Orme was married three times. Her first husband was John Reginald Lopes Yarde-Buller, 3rd Baron Churston (1873–1930), whom she married on 24 April 1907. He was the only son of the John Yarde-Buller, 2nd Baron Churston and Barbara Yelverton (the only child of Sir Hastings Yelverton and the 20th Baroness Grey de Ruthyn). Before their divorce in 1928 due to her affair with Theodore W. Wessel, they had six children:
- Joan Barbara Yarde-Buller (1908–1997), who married Thomas Loel Guinness in 1927. They divorced in 1936 and she married Prince Aly Khan in 1936. They divorced in 1949 and she married Seymour Berry, 2nd Viscount Camrose in 1986.
- Richard Francis Roger Yarde-Buller, 4th Baron Churston (1910–1991), who married three times, including to actress Sandra Storme, whom Orme introduced to her son.
- Hon. John Reginald Henry Yarde-Buller (1915–1962), a soldier who married Guendolen Osborn Roots, daughter of Rev. Charles Roots, in 1939.

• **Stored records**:
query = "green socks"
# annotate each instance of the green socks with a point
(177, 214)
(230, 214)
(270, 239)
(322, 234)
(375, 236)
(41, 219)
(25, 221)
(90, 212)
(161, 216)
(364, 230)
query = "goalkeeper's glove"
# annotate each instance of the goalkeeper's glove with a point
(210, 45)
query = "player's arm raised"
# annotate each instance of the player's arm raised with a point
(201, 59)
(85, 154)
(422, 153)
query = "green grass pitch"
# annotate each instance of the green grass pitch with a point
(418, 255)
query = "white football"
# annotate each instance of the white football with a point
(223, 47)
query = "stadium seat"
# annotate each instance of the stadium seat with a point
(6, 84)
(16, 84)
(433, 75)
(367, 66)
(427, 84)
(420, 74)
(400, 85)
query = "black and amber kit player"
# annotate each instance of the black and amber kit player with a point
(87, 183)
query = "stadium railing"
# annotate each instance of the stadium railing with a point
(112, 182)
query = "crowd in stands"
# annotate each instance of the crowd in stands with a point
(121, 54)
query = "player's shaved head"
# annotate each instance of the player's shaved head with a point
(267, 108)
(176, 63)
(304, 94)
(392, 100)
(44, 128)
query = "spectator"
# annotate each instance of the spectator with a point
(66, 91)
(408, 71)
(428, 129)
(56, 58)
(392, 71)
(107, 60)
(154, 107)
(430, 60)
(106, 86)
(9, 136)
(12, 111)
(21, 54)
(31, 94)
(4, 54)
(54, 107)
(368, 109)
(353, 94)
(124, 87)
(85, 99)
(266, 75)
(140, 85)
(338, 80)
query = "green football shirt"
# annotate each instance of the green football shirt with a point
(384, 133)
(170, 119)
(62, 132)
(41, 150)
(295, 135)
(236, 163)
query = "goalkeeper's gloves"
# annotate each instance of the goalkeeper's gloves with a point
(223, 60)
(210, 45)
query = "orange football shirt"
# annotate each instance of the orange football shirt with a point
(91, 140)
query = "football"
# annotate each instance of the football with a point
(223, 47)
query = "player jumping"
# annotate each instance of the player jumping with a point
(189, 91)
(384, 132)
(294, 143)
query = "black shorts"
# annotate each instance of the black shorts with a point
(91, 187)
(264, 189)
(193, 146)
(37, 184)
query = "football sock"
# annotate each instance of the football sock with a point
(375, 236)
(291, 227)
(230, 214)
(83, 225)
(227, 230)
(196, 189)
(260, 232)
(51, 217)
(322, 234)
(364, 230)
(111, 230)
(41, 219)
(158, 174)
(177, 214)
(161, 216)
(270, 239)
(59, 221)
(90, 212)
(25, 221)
--
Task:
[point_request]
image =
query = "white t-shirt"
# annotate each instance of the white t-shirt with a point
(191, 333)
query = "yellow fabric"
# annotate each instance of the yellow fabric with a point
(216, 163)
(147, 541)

• **Instructions**:
1. Copy the passage on Orme's family word for word, starting at "Orme was married" and ending at "to her son.".
2. Answer these from the passage on Orme's family:
(a) On what date did Orme marry her first husband?
(b) Whom did Joan Barbara Yarde-Buller marry in 1986?
(c) Whose daughter was Guendolen Osborn Roots?

• **Numbered responses**:
1.
Orme was married three times. Her first husband was John Reginald Lopes Yarde-Buller, 3rd Baron Churston (1873–1930), whom she married on 24 April 1907. He was the only son of the John Yarde-Buller, 2nd Baron Churston and Barbara Yelverton (the only child of Sir Hastings Yelverton and the 20th Baroness Grey de Ruthyn). Before their divorce in 1928 due to her affair with Theodore W. Wessel, they had six children:
- Joan Barbara Yarde-Buller (1908–1997), who married Thomas Loel Guinness in 1927. They divorced in 1936 and she married Prince Aly Khan in 1936. They divorced in 1949 and she married Seymour Berry, 2nd Viscount Camrose in 1986.
- Richard Francis Roger Yarde-Buller, 4th Baron Churston (1910–1991), who married three times, including to actress Sandra Storme, whom Orme introduced to her son.

2.
(a) 24 April 1907
(b) Seymour Berry, 2nd Viscount Camrose
(c) Rev. Charles Roots